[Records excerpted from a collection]
-------------------------

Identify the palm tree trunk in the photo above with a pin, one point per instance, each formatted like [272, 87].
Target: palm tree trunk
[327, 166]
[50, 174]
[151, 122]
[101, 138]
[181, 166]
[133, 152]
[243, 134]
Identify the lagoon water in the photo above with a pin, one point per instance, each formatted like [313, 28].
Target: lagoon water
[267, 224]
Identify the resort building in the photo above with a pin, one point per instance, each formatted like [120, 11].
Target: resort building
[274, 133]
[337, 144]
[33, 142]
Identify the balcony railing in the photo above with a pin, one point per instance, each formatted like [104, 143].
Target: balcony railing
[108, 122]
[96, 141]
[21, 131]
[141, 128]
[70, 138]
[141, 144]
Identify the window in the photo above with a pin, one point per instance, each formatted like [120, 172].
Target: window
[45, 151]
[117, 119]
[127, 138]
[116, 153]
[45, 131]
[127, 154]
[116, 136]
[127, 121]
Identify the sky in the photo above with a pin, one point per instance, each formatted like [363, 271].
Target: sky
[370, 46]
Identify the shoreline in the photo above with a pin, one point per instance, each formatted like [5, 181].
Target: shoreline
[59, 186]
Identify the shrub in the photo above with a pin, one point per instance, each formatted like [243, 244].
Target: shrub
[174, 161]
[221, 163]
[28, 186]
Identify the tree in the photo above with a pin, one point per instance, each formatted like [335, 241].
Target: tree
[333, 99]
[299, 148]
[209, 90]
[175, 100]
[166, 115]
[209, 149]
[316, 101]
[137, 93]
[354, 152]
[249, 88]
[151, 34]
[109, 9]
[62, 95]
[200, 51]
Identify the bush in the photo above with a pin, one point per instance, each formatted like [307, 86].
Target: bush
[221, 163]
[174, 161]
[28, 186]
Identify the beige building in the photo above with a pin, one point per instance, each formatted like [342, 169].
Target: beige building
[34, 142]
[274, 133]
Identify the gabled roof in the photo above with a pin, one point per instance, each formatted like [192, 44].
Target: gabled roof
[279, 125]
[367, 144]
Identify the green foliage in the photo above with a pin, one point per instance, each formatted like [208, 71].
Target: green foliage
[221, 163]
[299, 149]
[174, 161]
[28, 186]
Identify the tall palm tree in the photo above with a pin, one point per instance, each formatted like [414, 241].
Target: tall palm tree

-------------------------

## Stated problem
Reproduce every item above verbatim, line by line.

## The result
Identify the palm tree trunk in the photo above with a pin, one point per instance, each formatted like [272, 87].
Target: palm tree trunk
[327, 166]
[50, 174]
[151, 122]
[101, 138]
[181, 166]
[133, 152]
[243, 134]
Identify the lagoon water in the photo above with a pin, one point per instance, each formatted like [313, 28].
Target: lagoon water
[267, 224]
Identify the resort building in the photo above with a pin, one point per instance, each formatted like [120, 11].
Target: resort building
[274, 133]
[337, 144]
[33, 142]
Identify the balcony railing in the photo above with a pin, one point per instance, each formatted like [104, 143].
Target: balcony railing
[108, 122]
[96, 141]
[21, 131]
[141, 128]
[70, 138]
[141, 144]
Identify the window in the photo above with a pin, one point per instance, each formatted like [120, 172].
Target: window
[45, 151]
[117, 119]
[127, 138]
[116, 153]
[45, 131]
[127, 154]
[116, 136]
[127, 121]
Identify the sky in the photo above with a pin, one point per instance, each formatted like [363, 271].
Target: sky
[370, 46]
Identify the shoreline in the photo above with a pin, one point per instance, each formatted like [5, 181].
Target: shoreline
[59, 186]
Identify the shrub in the photo above with a pin, one point per instance, each formatted like [243, 244].
Target: shrub
[174, 161]
[221, 163]
[28, 186]
Identify the tree in the photo above with a pin, one point per instance, each formatted like [335, 241].
Target: tree
[333, 99]
[299, 148]
[209, 90]
[175, 100]
[166, 115]
[209, 149]
[316, 101]
[137, 93]
[354, 152]
[249, 88]
[151, 34]
[109, 9]
[62, 95]
[200, 51]
Identify the bush in the photo above with a pin, one point per instance, each formatted like [307, 86].
Target: bush
[221, 163]
[174, 161]
[28, 186]
Identify the beige building in the photo above with a pin, one point per instance, each formatted like [342, 169].
Target: beige building
[34, 142]
[274, 133]
Identify the gabled roof in the photo above with a pin, one point per instance, each formatted like [192, 44].
Target: gabled roof
[279, 125]
[367, 144]
Identify the green foliage in the photo above with a pin, one point per instance, each formatted like [208, 71].
Target: green foliage
[221, 163]
[299, 149]
[174, 161]
[28, 186]
Identify the tall palm tree in the photo above with a pin, one point per instance, each formatted like [414, 241].
Target: tall palm tree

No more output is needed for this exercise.